— DATA EXCERPTS —
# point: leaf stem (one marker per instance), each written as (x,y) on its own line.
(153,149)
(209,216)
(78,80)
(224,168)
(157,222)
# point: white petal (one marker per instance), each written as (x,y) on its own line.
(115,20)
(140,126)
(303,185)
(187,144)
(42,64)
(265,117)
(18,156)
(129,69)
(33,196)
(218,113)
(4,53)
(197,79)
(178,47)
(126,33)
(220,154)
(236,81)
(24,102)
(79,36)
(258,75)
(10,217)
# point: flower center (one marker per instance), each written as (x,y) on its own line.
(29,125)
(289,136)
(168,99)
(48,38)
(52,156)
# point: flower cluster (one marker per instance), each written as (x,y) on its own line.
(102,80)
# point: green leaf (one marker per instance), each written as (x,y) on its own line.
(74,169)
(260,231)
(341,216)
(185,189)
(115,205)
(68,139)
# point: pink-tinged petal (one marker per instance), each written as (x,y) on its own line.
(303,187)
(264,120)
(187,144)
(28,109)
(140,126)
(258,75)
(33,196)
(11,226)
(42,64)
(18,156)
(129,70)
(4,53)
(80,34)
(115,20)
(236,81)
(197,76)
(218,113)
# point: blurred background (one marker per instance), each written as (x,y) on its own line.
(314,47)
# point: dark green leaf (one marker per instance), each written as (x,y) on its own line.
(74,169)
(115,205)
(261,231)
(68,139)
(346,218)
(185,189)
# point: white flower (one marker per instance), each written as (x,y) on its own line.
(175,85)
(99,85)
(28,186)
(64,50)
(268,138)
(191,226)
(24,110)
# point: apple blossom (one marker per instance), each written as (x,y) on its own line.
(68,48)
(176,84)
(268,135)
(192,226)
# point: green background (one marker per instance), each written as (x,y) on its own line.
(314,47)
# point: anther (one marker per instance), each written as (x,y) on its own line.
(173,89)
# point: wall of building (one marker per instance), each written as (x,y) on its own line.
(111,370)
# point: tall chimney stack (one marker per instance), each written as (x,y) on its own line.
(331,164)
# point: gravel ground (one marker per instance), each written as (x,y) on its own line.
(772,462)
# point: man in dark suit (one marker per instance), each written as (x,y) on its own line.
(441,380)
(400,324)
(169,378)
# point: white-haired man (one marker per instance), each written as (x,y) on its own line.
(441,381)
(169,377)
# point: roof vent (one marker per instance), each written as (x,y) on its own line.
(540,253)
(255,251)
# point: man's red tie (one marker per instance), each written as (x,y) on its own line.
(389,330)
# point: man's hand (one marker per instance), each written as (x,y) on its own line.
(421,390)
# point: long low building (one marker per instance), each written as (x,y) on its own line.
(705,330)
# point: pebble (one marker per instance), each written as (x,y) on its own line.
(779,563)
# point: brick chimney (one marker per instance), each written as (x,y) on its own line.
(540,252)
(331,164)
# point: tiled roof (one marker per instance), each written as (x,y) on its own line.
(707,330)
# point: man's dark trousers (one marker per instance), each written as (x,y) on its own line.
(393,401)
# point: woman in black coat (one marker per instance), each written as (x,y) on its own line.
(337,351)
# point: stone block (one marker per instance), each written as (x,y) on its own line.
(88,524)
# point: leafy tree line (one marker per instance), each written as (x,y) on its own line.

— PROBLEM —
Make an exact copy of the listing, including every line.

— TASK ANSWER —
# point: leaf stem (one marker per instance), each written as (x,y) on its own line.
(153,149)
(209,216)
(78,80)
(224,168)
(157,222)
# point: white petal (one marker per instance), each written as (x,y) on its own line.
(115,20)
(140,126)
(303,185)
(187,144)
(42,64)
(265,117)
(18,156)
(129,69)
(33,196)
(218,113)
(4,53)
(197,79)
(178,47)
(126,33)
(220,154)
(236,81)
(24,102)
(79,36)
(258,75)
(10,217)
# point: flower center (one marker per instance), each written as (x,y) on its own line.
(29,125)
(289,136)
(168,99)
(48,38)
(52,156)
# point: flower cluster (one marker per instance), each written as (x,y) on its own line.
(102,80)
# point: green leaf (one marker per instance), each written as (x,y) on its own line.
(74,169)
(260,231)
(341,216)
(185,189)
(115,205)
(68,139)
# point: pink-tinged petal (one marker per instance), each written as (x,y) on its own line.
(303,187)
(264,120)
(187,144)
(28,109)
(140,126)
(258,75)
(33,196)
(11,226)
(42,64)
(18,156)
(129,70)
(4,53)
(80,34)
(115,20)
(236,81)
(197,76)
(218,113)
# point: blurred background (one marker per instance), each written as (x,y) on its own line.
(314,47)
# point: dark green leaf (one marker per instance), each written as (x,y) on its own line.
(74,169)
(115,205)
(261,231)
(68,139)
(346,218)
(185,189)
# point: white flower (one marker per instance), each written as (x,y) on its own line.
(175,85)
(99,85)
(28,186)
(64,50)
(268,138)
(191,226)
(24,110)
# point: apple blossom (one marker per instance), each written as (x,y) on its own line.
(68,48)
(176,84)
(268,135)
(192,226)
# point: green background (one marker per instance), each written as (x,y) on its own line.
(314,47)
# point: anther (one marker per instance), each written as (x,y) on its own line.
(173,89)
# point: wall of building (one marker per instance), each written as (x,y) on its own line.
(111,370)
# point: tall chimney stack (one marker per instance), each written as (x,y) on its own line.
(331,164)
# point: gravel ground (one marker per instance), each written as (x,y) on its own line.
(772,462)
# point: man in dark suit (one marker per instance), each written as (x,y) on its own line.
(441,380)
(400,324)
(169,378)
# point: white-haired man (one marker per instance), each written as (x,y) on its own line.
(441,381)
(169,377)
# point: roof vent (one marker per instance), each written as (x,y) on its own line.
(540,253)
(255,251)
# point: man's red tie (one marker per instance), each written as (x,y) on its own line.
(389,330)
# point: man's hand (one marker per instance), each written as (x,y) on its own line.
(421,390)
# point: long low building (one marker per instance), each written as (x,y) on its own line.
(705,330)
# point: pebble (one marker per instance), each written as (x,y) on its own line.
(779,563)
# point: brick chimney (one marker per instance), each written as (x,y) on its own line.
(540,252)
(331,164)
# point: tiled roof (one marker per instance), each written as (x,y) on its own line.
(707,330)
# point: man's dark trousers (one marker per instance), each written as (x,y) on its own line.
(393,401)
# point: woman in black coat (one marker per instance), each written as (x,y) on its own line.
(337,351)
# point: stone block (one marker per instance), each written as (x,y) on its own line.
(88,524)
# point: leafy tree line (one marker per instance), each written as (x,y) on its own line.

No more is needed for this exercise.